>> begin

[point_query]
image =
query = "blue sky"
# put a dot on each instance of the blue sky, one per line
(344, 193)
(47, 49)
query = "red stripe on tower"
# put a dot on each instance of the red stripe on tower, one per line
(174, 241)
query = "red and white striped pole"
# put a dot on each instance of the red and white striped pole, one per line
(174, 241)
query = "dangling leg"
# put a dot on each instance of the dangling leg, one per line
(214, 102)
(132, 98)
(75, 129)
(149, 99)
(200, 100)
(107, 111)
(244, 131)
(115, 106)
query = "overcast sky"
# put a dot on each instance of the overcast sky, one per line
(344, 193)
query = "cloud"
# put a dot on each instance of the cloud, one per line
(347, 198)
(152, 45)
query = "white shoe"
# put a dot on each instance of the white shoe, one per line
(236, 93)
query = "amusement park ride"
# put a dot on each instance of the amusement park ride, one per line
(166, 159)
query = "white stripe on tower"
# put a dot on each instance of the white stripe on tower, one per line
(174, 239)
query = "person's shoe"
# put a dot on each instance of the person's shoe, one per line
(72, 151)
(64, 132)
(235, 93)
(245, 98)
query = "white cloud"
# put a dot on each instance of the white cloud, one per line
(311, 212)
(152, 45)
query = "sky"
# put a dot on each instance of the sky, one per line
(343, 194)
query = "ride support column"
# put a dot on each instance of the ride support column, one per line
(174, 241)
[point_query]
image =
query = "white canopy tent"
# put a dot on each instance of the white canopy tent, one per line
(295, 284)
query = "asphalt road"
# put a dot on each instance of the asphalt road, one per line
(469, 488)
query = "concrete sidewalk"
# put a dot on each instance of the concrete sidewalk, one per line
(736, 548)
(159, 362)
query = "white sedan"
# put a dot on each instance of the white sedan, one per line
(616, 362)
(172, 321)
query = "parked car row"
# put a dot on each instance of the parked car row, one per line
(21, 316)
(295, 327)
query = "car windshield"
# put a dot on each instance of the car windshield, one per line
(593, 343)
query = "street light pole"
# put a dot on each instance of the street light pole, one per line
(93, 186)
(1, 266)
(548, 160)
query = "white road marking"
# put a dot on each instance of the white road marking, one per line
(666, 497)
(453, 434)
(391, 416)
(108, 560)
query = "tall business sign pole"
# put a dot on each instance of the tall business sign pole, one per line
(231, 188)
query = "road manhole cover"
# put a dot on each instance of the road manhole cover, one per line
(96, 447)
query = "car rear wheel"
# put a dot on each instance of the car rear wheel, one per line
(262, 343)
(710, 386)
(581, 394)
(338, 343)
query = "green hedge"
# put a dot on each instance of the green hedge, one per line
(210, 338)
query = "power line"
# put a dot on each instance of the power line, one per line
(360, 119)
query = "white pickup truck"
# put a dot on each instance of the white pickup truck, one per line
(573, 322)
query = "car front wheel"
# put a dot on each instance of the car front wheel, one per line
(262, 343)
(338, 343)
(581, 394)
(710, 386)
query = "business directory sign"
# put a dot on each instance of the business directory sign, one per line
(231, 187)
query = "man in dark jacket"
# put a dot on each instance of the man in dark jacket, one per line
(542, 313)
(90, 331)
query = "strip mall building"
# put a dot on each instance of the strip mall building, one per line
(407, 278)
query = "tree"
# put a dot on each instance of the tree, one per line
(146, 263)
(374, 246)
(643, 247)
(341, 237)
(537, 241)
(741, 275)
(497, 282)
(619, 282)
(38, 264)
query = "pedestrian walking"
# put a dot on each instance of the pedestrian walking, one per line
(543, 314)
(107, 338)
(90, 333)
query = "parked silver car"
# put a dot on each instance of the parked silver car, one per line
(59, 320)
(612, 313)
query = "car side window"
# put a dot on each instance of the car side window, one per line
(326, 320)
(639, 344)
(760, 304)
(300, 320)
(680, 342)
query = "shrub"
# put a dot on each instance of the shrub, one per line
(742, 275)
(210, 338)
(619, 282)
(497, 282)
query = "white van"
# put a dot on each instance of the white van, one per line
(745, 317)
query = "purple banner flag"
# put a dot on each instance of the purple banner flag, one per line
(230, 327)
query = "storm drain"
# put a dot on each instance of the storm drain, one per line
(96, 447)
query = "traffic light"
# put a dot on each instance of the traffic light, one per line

>> end

TASK DESCRIPTION: Type out the full listing again, exactly as given.

ANSWER FOR THE TASK:
[point_query]
image =
query = "blue sky"
# put a dot on each instance of the blue sky, one per line
(344, 193)
(47, 49)
query = "red stripe on tower"
# put a dot on each instance of the red stripe on tower, one per line
(174, 241)
query = "red and white striped pole"
# put a dot on each instance of the red and white striped pole, one per line
(174, 241)
query = "dangling leg"
# put a dot on each instance of the dangling leg, one per line
(214, 102)
(132, 98)
(75, 129)
(149, 99)
(200, 100)
(107, 111)
(244, 131)
(115, 106)
query = "overcast sky"
# put a dot on each instance of the overcast sky, one per line
(344, 193)
query = "cloud"
# put a dot on each instance of the cloud, one per line
(347, 198)
(152, 45)
query = "white shoe"
# put a dot on each instance of the white shoe, one per line
(236, 93)
query = "amusement park ride"
# put a dot on each instance of the amusement park ride, one per line
(166, 159)
query = "white stripe on tower"
# put a dot on each instance of the white stripe on tower, one per line
(174, 239)
query = "person's shoe"
# put a dot on each instance of the person's shoe, one per line
(72, 151)
(64, 132)
(235, 93)
(245, 98)
query = "white cloud"
# put a dot on each instance of the white cloud, one per line
(311, 212)
(152, 45)
query = "sky"
# put a dot on each instance of the sky, one per line
(343, 194)
query = "ride support column"
# put a dot on each instance of the ride support column, one per line
(174, 241)
[point_query]
image =
query = "white canopy tent"
# put a dot on each instance of the white canopy tent, one per line
(295, 284)
query = "asphalt road"
# put a dot on each instance of the asphalt road, one per line
(469, 488)
query = "concrete sidewalk"
# put a dot on each instance of the concrete sidewalk, one per line
(736, 548)
(159, 362)
query = "white sedan"
# put a dot on each instance of the white sedan, one per line
(616, 362)
(172, 321)
query = "parked car row"
# put a dot on each instance of the parked car row, one per line
(21, 316)
(295, 327)
query = "car windshield"
# put a dot on each instance of the car windshield, one per line
(593, 343)
query = "street light pole"
# put a dot on each instance of the street light pole, one per line
(93, 186)
(1, 266)
(548, 160)
query = "white road marking"
# put a dot on each instance of the white road marking, one per line
(666, 497)
(453, 434)
(391, 416)
(108, 560)
query = "tall business sign pole"
# put a dot on each instance of the tall business sign pole, one per line
(231, 188)
query = "road manhole cover"
# put a dot on each instance of the road manhole cover, one per line
(96, 447)
query = "car rear wheel"
# put a dot on each instance of the car rear wheel, one per line
(262, 343)
(710, 386)
(581, 394)
(338, 343)
query = "green hedge"
# put a dot on each instance of the green hedge, one per line
(210, 338)
query = "power line"
# put a dot on each instance of the power line, one per line
(360, 119)
query = "white pickup truck"
# put a dot on each instance of the white pickup truck, one per line
(573, 322)
query = "car front wheel"
# put a dot on each instance of the car front wheel, one per line
(262, 343)
(338, 343)
(581, 394)
(710, 386)
query = "business directory sign"
# put a dot on each instance of the business directory sign, one per line
(231, 187)
query = "man in dark jacket"
# put a dot on each instance of the man in dark jacket, one per line
(542, 313)
(90, 331)
query = "strip mall building"
# put a dot on each instance of the strip mall building, one per line
(407, 278)
query = "tree"
# put a dot on each instance of the tree, one per line
(146, 263)
(374, 246)
(643, 247)
(341, 237)
(537, 241)
(741, 275)
(497, 282)
(619, 282)
(38, 264)
query = "pedestrian walking"
# put a dot on each instance of the pedestrian walking, one per line
(543, 314)
(107, 338)
(90, 333)
query = "parked silver car"
# put a dot on each instance of the parked silver car, one per line
(59, 320)
(612, 313)
query = "car side window"
# put a dot on each instance of the car side window, one per line
(326, 320)
(639, 344)
(760, 304)
(300, 320)
(680, 342)
query = "shrub"
# put a dot on each instance of the shrub, one per line
(742, 275)
(210, 338)
(619, 282)
(497, 282)
query = "white van"
# put a dot on each instance of the white van, one per line
(745, 317)
query = "purple banner flag"
# put a dot on each instance of the purple banner flag, one per line
(230, 327)
query = "storm drain"
# put a dot on each instance of the storm drain, one per line
(96, 447)
query = "traffic light"
# put a dot on each instance of the traffic light, one per line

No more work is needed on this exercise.